Please reproduce the press release about hybrid cloud backup appliances word for word, from "The inaugural DCIG" to "perform disaster recoveries.".

Document excerpt:
****************************************
"DCIG sees a bright future for hybrid cloud backup appliances," said Tim Anderson, managing analyst and co-author of the 2015-16 Hybrid Cloud Backup Appliance Buyer’s Guide.
Austin, Texas (PRWEB) July 07, 2015
The emergence of the cloud to alleviate cost, space and administrative burdens for maintaining full backup systems on-premises has led to the rise of backup appliances to provide the best of both worlds for data protection and disaster recovery. Hybrid cloud backup appliances serve as an on premise backup appliance and help maintain constant connection to a private or public cloud provider. As storage is a primary component to having a backup architecture, and cloud-enabled data centers managed by third-parties are becoming more common, users can point their backups to a cloud without having to install and manage additional racks of disk arrays, networking equipment and other SAN-related components.
The inaugural DCIG 2015-16 Hybrid Cloud Backup Appliance Buyer’s Guide emerged from the success of the Integrated Backup Appliance Buyer’s Guide when it became clear during that research that connectivity to cloud storage providers was of increasing importance. Hybrid cloud backup appliances provide a combination of onsite and offsite storage capabilities so companies can have their data onsite as well as offsite with a cloud provider. The offsite storage is used for data recovery purposes and even for disaster recoveries. These options make hybrid cloud backup appliances an attractive alternative for many organizations as opposed to setting up a dedicated secondary site to store their data or perform disaster recoveries.
“Advances by hybrid cloud backup providers with robust integration with cloud providers, help organizations do more than simply backup data to the cloud. They can now even recover and, or, fail over and run their operations in the cloud, in some instances for prolonged periods of time,” said Charley McMaster, research analyst and co-author of the DCIG 2015-16 Hybrid Cloud Backup Appliance Buyer’s Guide. “It has and always will be important to provide users with a way to quickly identify solutions that they will want to bring in-house and provide further evaluation. This Guide does just that by giving purchasers with an easy to use yet detailed view of hybrid cloud backup appliances.”
****************************************
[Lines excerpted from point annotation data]
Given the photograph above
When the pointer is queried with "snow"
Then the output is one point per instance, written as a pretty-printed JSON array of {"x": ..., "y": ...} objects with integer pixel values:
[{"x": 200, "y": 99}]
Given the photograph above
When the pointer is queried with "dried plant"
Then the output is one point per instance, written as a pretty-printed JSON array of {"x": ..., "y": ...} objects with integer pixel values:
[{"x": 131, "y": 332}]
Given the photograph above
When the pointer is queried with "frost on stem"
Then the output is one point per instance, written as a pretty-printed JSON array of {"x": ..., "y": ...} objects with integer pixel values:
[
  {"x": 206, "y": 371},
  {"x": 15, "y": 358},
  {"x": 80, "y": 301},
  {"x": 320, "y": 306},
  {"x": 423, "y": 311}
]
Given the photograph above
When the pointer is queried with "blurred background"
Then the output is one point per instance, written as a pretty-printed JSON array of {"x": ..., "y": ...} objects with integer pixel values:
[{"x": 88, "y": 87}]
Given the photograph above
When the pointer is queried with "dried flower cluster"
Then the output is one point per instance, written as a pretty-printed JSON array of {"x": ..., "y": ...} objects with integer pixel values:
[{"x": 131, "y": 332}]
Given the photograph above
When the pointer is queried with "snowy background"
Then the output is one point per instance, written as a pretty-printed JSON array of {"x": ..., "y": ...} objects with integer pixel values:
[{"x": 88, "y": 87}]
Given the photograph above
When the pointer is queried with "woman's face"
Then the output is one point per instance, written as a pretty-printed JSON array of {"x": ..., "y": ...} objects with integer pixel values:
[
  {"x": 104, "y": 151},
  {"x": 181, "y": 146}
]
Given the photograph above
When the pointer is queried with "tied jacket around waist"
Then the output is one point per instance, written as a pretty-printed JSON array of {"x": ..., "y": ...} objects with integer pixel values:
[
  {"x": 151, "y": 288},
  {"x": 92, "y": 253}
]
****************************************
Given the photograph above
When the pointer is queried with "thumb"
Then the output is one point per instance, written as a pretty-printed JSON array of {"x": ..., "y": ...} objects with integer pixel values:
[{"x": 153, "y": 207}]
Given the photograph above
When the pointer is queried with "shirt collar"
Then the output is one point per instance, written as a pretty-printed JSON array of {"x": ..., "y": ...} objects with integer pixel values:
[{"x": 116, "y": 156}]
****************************************
Task answer:
The inaugural DCIG 2015-16 Hybrid Cloud Backup Appliance Buyer’s Guide emerged from the success of the Integrated Backup Appliance Buyer’s Guide when it became clear during that research that connectivity to cloud storage providers was of increasing importance. Hybrid cloud backup appliances provide a combination of onsite and offsite storage capabilities so companies can have their data onsite as well as offsite with a cloud provider. The offsite storage is used for data recovery purposes and even for disaster recoveries. These options make hybrid cloud backup appliances an attractive alternative for many organizations as opposed to setting up a dedicated secondary site to store their data or perform disaster recoveries.